>>>

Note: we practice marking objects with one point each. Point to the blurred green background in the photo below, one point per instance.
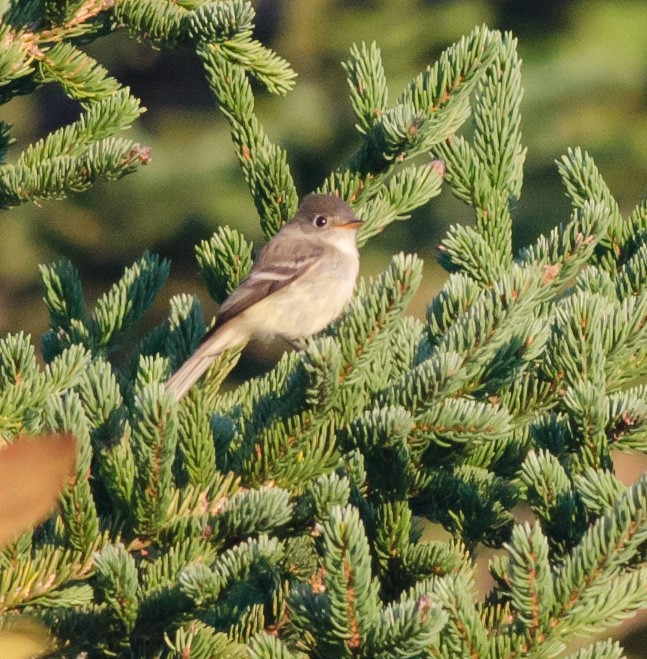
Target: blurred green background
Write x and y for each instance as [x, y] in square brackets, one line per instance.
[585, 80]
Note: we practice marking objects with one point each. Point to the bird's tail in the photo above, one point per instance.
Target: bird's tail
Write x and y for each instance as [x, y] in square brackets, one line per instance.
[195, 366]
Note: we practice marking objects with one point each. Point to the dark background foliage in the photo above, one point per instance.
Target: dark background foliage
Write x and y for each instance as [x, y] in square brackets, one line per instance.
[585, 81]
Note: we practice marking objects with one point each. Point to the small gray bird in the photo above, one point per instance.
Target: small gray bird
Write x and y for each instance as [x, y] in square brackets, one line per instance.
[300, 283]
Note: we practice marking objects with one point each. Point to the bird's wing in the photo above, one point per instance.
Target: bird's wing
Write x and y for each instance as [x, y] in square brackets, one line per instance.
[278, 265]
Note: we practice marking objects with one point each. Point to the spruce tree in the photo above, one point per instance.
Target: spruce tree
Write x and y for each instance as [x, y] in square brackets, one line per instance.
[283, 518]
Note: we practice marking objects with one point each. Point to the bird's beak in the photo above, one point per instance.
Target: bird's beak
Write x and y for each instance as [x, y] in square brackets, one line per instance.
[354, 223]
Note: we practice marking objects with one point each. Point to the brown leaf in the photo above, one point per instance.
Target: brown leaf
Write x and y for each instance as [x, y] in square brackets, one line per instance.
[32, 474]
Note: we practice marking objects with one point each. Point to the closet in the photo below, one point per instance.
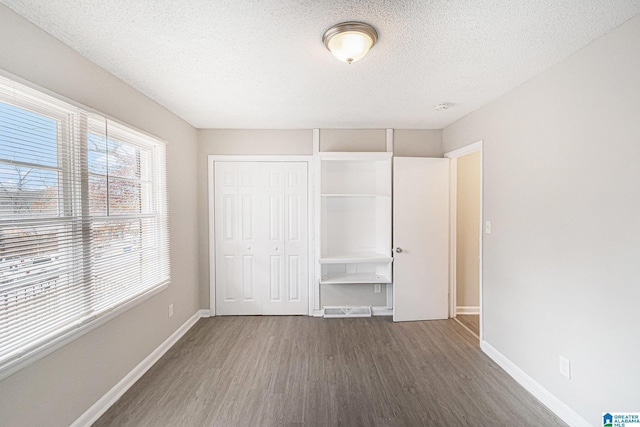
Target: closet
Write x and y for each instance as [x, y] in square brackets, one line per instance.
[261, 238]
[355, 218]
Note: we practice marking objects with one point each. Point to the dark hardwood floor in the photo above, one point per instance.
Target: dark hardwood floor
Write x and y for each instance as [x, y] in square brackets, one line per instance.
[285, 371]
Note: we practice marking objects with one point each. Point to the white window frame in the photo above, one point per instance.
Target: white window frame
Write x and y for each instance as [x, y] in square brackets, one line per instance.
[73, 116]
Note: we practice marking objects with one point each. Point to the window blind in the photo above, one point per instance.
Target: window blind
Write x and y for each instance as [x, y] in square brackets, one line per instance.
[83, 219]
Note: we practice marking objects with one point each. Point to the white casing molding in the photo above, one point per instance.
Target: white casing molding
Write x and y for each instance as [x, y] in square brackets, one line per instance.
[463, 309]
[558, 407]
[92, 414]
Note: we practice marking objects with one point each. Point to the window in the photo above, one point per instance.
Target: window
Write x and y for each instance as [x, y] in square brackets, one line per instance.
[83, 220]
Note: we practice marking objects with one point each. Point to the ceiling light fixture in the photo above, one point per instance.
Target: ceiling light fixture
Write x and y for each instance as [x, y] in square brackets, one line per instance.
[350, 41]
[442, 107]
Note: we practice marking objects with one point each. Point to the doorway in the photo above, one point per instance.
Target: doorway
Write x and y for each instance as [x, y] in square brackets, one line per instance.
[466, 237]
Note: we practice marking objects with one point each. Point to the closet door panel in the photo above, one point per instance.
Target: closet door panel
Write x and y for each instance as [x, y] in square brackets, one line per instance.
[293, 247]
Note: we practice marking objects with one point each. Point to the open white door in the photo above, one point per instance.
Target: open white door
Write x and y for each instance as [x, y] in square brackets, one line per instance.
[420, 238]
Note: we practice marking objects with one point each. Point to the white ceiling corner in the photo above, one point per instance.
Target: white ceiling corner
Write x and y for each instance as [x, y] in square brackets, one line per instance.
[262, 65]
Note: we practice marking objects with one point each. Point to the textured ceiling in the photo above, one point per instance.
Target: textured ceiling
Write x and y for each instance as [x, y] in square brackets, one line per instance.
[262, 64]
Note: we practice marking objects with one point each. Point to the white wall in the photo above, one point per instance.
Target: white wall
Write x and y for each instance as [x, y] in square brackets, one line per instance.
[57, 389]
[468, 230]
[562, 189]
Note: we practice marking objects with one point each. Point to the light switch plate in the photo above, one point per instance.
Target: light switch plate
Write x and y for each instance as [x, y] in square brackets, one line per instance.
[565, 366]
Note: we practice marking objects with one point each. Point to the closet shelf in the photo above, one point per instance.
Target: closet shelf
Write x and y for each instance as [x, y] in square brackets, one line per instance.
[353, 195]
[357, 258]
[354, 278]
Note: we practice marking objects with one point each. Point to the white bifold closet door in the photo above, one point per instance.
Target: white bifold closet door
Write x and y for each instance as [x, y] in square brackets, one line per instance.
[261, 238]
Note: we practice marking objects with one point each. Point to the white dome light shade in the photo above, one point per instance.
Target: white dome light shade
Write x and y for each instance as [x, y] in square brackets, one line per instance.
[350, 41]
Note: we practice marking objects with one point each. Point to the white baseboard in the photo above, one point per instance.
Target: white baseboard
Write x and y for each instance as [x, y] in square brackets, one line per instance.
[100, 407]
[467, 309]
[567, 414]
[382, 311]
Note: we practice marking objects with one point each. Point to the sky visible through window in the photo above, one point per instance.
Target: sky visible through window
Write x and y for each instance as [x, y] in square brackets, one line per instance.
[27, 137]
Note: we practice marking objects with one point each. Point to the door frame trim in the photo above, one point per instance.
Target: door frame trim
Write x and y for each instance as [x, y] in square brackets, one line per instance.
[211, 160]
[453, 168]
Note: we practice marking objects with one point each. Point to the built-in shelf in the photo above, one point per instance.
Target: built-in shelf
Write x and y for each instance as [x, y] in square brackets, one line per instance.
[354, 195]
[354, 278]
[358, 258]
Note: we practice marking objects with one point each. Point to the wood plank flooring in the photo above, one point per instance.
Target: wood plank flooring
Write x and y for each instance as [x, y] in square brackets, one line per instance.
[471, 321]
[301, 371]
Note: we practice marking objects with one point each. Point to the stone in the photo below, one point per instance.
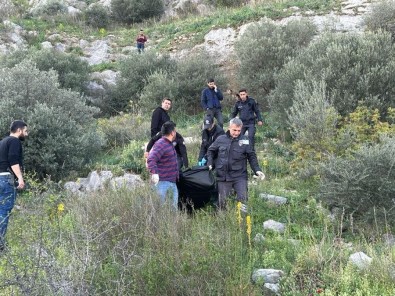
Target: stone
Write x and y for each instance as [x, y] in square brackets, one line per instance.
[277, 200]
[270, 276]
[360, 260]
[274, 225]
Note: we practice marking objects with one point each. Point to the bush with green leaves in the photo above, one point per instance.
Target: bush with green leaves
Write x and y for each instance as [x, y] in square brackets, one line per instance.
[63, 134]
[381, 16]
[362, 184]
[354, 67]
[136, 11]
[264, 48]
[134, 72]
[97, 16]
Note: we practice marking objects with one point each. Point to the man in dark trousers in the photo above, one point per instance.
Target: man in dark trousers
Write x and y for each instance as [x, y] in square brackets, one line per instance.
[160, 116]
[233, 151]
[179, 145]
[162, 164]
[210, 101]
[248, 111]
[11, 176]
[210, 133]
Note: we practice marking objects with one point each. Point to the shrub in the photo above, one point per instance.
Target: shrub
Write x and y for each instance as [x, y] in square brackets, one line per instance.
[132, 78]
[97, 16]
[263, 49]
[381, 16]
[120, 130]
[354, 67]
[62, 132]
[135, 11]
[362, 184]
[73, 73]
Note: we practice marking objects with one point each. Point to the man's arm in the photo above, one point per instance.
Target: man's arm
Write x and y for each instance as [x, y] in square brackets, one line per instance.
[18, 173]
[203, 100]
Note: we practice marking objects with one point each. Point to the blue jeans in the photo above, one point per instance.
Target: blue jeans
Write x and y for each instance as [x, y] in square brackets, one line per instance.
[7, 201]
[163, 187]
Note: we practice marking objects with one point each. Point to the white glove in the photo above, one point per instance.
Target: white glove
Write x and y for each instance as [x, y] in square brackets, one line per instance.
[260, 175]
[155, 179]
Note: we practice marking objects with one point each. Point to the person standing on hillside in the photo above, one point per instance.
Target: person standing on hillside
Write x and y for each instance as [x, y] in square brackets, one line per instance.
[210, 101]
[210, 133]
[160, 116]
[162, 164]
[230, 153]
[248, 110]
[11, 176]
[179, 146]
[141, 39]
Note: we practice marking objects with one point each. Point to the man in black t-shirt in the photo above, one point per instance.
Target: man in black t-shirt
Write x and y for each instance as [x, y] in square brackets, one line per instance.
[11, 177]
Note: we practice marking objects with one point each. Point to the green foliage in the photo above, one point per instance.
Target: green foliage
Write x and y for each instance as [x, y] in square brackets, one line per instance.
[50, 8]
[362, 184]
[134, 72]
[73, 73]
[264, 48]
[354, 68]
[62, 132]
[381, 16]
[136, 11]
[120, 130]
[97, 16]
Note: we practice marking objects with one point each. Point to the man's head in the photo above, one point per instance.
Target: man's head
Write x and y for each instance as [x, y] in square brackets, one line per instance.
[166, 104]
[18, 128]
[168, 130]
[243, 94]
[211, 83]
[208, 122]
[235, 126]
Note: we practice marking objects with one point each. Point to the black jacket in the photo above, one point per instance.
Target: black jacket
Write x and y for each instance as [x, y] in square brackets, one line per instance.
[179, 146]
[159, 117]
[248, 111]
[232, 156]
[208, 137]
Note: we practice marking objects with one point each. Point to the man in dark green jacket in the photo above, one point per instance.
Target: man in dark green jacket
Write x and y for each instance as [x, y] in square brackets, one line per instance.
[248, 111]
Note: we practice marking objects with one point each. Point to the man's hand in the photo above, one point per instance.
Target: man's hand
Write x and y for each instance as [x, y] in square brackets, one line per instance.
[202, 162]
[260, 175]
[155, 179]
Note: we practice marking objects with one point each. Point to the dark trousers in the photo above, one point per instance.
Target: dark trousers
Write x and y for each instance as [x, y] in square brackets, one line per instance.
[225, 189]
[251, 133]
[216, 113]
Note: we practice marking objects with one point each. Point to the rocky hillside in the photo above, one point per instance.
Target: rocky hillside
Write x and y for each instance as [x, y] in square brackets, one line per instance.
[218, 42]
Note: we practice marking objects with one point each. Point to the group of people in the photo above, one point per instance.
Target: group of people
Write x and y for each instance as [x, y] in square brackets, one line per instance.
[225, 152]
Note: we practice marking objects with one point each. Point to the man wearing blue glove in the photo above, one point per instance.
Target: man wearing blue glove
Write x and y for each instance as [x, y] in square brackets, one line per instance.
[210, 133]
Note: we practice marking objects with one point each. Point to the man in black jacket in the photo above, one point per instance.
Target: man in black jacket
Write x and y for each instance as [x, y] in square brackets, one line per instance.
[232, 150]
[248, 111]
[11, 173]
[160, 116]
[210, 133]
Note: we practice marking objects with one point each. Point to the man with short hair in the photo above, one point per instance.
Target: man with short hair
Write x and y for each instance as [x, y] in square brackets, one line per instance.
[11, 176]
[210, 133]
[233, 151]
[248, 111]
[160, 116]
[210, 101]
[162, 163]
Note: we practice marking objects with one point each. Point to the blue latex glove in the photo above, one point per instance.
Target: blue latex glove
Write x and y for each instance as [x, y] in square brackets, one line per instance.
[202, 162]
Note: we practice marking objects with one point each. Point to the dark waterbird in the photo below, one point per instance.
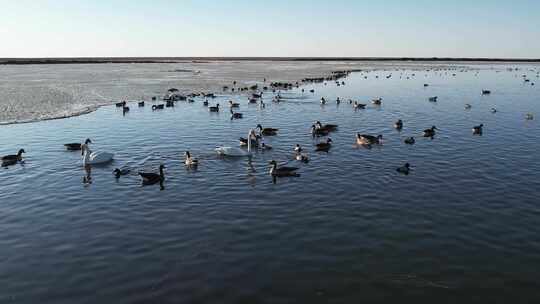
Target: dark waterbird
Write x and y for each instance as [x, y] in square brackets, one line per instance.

<<<

:: What the task requires ::
Your task is to copy word for word the lines from the line containing "the blue latex" to the end of the listing, both included, and to drop any pictures.

:: Worked solution ::
Note: we practice marking objects with one point each. Point to the blue latex glove in the photo above, one point per instance.
Target: blue latex glove
Write x and y for each instance as [x, y] in square brackets, one line per instance.
[202, 162]
Note: we practice marking objects with one point each. Point to the dark waterbird in the photo below, one point per instance.
Target: dark waterbird
Write x and y for each instance as [x, y] in square brackets, one line per instance.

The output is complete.